■ **The exercise**
Transcribe the passage below on prosecuting terrorists, from the words "And Admiral Hutson" up to and including the words "at Guantanmo Bay?".

On the other hand, during the same period, U.S. District Courts have successfully prosecuted literally hundreds of terrorists who now reside in Federal prisons around the country, keeping all Americans safer. Federal courts, including judges, prosecutors, marshals, and other court personnel have decades of experience in these cases. They have developed a justifiable and universally held reputation for fairness, and consequently, they are largely immune to criticism.

And Admiral Hutson put his point neatly:

We don’t ask DoJ to fight wars. We shouldn’t ask DoD to prosecute terrorists.

And his assessment of the military tribunal system created for the detainees at Guantanmo Bay?

If the point of this exercise is to create a court system that will ensure convictions of alleged terrorists against whom we don’t have sufficient admissible evidence, then we have missed the point. You can’t have a legitimate court unless you are willing to risk an acquittal. If you aren’t willing to accept the possibility that a jury will acquit the accused based on the evidence fairly presented, then it isn’t really a court. It’s a charade.

■ **Entries**
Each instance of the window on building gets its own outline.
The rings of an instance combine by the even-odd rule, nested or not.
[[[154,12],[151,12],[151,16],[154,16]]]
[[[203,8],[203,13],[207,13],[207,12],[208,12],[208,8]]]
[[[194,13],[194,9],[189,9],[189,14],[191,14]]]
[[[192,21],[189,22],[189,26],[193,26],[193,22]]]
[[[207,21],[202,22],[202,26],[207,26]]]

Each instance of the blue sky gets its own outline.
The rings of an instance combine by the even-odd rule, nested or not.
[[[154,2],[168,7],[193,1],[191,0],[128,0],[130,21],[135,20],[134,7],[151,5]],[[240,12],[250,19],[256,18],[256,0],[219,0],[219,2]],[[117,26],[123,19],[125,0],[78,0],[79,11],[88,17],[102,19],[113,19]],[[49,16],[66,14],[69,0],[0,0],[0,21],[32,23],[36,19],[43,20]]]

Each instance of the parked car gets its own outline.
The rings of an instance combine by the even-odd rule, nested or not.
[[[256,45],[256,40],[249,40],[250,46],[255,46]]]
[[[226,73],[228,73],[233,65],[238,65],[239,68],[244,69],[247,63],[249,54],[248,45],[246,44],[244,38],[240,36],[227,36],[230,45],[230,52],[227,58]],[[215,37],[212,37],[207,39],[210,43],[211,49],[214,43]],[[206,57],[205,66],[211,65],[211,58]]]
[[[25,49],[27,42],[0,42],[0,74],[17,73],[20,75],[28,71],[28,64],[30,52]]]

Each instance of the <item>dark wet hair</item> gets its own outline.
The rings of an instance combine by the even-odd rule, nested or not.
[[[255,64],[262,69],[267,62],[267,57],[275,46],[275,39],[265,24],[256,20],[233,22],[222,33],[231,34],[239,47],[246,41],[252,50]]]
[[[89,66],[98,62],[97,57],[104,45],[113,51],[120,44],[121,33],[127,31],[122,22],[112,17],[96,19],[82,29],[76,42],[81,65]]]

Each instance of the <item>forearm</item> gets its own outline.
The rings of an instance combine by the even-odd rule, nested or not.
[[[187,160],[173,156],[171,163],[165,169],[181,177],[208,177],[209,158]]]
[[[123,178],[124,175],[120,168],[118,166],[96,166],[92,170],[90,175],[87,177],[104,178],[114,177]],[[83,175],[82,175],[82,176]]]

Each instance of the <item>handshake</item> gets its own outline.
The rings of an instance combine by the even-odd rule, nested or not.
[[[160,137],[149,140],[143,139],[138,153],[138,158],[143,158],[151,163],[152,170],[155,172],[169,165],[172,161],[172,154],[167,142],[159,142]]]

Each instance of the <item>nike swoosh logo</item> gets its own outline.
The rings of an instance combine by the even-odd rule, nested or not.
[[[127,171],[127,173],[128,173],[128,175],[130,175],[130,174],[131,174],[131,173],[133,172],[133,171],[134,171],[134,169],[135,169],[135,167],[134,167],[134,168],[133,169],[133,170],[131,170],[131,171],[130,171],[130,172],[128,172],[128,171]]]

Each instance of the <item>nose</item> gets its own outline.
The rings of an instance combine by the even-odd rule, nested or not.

■ **Complete output**
And Admiral Hutson put his point neatly:

We don’t ask DoJ to fight wars. We shouldn’t ask DoD to prosecute terrorists.

And his assessment of the military tribunal system created for the detainees at Guantanmo Bay?